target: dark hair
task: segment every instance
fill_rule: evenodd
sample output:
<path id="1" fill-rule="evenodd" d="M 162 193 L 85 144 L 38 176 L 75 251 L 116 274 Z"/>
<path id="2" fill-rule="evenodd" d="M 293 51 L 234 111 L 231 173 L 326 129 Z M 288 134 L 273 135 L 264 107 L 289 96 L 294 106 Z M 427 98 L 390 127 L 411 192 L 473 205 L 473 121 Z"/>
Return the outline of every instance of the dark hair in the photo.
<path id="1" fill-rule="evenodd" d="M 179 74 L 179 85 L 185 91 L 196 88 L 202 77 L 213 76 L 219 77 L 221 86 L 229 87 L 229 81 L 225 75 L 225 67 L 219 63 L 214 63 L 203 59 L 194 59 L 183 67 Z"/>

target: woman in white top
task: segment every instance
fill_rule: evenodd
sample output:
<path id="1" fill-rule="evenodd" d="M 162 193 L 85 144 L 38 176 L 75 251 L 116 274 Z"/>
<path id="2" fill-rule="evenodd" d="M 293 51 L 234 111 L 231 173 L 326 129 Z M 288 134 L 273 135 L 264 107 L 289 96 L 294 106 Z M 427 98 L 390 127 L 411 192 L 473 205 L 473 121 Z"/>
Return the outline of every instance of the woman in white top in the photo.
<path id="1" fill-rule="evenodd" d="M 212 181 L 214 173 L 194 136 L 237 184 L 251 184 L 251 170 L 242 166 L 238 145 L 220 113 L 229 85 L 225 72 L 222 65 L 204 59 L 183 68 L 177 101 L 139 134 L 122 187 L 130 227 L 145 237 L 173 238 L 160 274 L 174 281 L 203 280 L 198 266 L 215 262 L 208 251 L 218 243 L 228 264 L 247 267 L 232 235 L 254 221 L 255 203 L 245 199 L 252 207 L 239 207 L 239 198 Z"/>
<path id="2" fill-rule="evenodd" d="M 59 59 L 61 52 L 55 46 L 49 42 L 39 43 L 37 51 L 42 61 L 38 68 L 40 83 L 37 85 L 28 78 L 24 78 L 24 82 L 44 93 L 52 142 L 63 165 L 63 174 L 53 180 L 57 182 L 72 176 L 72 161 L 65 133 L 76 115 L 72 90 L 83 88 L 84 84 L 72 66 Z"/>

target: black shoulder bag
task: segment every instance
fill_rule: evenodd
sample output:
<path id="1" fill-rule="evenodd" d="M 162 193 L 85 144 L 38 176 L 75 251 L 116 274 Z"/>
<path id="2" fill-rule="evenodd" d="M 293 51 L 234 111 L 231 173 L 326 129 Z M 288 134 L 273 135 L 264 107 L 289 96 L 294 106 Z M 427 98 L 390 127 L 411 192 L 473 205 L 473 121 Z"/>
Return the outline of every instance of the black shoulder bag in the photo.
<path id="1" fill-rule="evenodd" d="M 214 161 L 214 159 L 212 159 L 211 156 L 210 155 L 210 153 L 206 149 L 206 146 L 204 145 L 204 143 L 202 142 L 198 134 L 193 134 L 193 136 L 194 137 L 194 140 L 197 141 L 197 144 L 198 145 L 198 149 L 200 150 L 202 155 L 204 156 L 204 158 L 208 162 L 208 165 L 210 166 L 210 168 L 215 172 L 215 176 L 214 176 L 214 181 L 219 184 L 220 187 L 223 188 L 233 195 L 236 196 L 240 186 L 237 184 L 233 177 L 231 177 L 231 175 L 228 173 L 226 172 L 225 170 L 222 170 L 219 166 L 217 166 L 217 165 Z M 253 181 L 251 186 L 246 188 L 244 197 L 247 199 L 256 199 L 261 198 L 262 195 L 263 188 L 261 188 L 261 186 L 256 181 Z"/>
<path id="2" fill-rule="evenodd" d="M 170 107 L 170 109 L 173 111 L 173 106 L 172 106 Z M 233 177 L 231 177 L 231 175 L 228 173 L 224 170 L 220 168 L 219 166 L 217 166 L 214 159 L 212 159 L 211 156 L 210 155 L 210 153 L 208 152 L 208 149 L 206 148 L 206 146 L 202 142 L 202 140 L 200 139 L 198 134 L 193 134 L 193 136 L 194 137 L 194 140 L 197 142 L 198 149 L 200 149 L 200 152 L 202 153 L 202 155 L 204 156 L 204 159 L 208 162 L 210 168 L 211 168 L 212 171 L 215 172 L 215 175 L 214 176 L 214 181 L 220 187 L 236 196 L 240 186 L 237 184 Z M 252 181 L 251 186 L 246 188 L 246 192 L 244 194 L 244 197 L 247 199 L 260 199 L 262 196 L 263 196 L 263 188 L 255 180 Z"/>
-----
The exercise = Pull out the lines from the start of the records through the line that contains "179 74 L 179", both ends included, and reproduce them character for character.

Worked answer =
target: dark hair
task: segment every instance
fill_rule: evenodd
sample output:
<path id="1" fill-rule="evenodd" d="M 162 193 L 85 144 L 38 176 L 75 251 L 116 274 Z"/>
<path id="2" fill-rule="evenodd" d="M 293 51 L 234 111 L 231 173 L 326 129 Z M 288 134 L 273 135 L 264 107 L 289 96 L 294 106 Z M 427 98 L 390 127 L 411 192 L 473 205 L 473 121 Z"/>
Return the outline of every instance of the dark hair in the photo.
<path id="1" fill-rule="evenodd" d="M 179 74 L 179 85 L 185 91 L 196 88 L 202 77 L 213 76 L 219 77 L 221 86 L 229 87 L 229 81 L 225 75 L 225 67 L 219 63 L 214 63 L 203 59 L 194 59 L 183 67 Z"/>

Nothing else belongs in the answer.